Document segment –
** START **
Written by Mitchell Foral

Overview:
  I will assume the reader has a decent knowledge of how Ragel works and the
  Ragel syntax.
  All parsers must at least:
    * Call a callback function when a line of code is parsed.
    * Call a callback function when a line of comment is parsed.
    * Call a callback function when a blank line is parsed.
  Additionally a parser can call the callback function for each position of
  entities parsed.

  Take a look at c.rl and even keep it open for reference when reading this
  document to better understand how parsers work and how to write one.

Writing a Parser:
  First create your parser in ext/ohcount_native/ragel_parsers/. It's name
  should be the language you're parsing with a '.rl' extension. Every parser
  must have the following at the top:

/************************* Required for every parser *************************/
#include "ragel_parser_macros.h"

// the name of the language
const char *C_LANG = "c";

// the languages entities
const char *c_entities[] = {
  "space", "comment", "string", "number", "preproc",
  "identifier", "operator", "escaped_newline", "newline"
};

// constants associated with the entities
enum {
  C_SPACE = 0, C_COMMENT, C_STRING, C_NUMBER, C_PREPROC,
  C_IDENTIFIER, C_OPERATOR, C_ESCAPED_NL, C_NEWLINE
};

// do not change the following variables

// used for newlines inside patterns like strings and comments that can have
// newlines in them
#define INTERNAL_NL -1

// required by Ragel
int cs, act;
char *p, *pe, *eof, *ts, *te;

// used for calculating offsets from buffer start for start and end positions
char *buffer_start;
#define cint(c) ((int) (c - buffer_start))
** END **
Your instructions – Write out the entire guide on writing Ragel parsers word for word, keeping every line, symbol and space as it is. The items that come next have nothing to do with this guide on writing Ragel parsers.

Record list –
** START **
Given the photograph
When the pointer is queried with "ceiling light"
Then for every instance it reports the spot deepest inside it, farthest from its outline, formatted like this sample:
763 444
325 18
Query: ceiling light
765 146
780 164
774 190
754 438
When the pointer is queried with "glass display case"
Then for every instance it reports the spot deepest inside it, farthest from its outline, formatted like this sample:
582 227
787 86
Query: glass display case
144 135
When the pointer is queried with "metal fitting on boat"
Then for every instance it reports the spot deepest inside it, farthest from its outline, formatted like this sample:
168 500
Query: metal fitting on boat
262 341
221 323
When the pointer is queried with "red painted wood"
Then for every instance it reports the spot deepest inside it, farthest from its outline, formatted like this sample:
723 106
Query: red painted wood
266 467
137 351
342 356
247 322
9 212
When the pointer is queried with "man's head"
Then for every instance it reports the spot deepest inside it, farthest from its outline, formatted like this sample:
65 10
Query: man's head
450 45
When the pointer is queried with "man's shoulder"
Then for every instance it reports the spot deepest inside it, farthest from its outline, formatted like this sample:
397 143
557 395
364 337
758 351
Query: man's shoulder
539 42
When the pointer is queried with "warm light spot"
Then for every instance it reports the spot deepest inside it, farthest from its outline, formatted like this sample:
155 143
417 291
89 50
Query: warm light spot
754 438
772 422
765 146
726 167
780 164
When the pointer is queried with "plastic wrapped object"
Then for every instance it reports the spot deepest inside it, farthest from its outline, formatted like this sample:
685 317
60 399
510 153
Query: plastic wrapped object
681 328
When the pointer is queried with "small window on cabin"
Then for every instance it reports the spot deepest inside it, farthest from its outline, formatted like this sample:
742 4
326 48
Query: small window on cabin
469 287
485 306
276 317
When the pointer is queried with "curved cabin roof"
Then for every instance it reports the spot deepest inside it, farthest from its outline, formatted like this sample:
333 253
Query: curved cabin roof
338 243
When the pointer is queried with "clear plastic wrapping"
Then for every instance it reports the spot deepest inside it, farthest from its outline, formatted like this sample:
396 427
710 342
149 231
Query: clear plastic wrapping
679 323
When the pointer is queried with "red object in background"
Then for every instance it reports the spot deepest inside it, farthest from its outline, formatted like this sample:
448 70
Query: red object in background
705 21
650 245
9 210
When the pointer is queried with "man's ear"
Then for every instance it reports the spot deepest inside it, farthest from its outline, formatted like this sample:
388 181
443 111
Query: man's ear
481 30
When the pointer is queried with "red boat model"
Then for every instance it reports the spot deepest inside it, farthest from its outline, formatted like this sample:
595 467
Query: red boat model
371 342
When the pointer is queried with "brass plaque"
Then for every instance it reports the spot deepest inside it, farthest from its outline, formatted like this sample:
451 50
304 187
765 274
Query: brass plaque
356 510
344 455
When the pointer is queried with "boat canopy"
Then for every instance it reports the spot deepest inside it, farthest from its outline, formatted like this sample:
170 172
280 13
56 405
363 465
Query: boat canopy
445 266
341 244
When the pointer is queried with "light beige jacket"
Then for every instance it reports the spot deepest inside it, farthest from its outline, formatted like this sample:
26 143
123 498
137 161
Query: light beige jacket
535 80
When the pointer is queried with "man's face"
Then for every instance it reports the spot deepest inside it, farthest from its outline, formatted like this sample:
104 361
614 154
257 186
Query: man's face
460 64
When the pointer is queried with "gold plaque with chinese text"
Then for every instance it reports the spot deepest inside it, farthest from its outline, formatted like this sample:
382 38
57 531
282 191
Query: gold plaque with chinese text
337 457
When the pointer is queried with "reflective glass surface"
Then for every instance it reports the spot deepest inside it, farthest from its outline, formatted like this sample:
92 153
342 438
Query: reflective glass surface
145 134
** END **
Worked answer –
Written by Mitchell Foral

Overview:
  I will assume the reader has a decent knowledge of how Ragel works and the
  Ragel syntax.
  All parsers must at least:
    * Call a callback function when a line of code is parsed.
    * Call a callback function when a line of comment is parsed.
    * Call a callback function when a blank line is parsed.
  Additionally a parser can call the callback function for each position of
  entities parsed.

  Take a look at c.rl and even keep it open for reference when reading this
  document to better understand how parsers work and how to write one.

Writing a Parser:
  First create your parser in ext/ohcount_native/ragel_parsers/. It's name
  should be the language you're parsing with a '.rl' extension. Every parser
  must have the following at the top:

/************************* Required for every parser *************************/
#include "ragel_parser_macros.h"

// the name of the language
const char *C_LANG = "c";

// the languages entities
const char *c_entities[] = {
  "space", "comment", "string", "number", "preproc",
  "identifier", "operator", "escaped_newline", "newline"
};

// constants associated with the entities
enum {
  C_SPACE = 0, C_COMMENT, C_STRING, C_NUMBER, C_PREPROC,
  C_IDENTIFIER, C_OPERATOR, C_ESCAPED_NL, C_NEWLINE
};

// do not change the following variables

// used for newlines inside patterns like strings and comments that can have
// newlines in them
#define INTERNAL_NL -1

// required by Ragel
int cs, act;
char *p, *pe, *eof, *ts, *te;

// used for calculating offsets from buffer start for start and end positions
char *buffer_start;
#define cint(c) ((int) (c - buffer_start))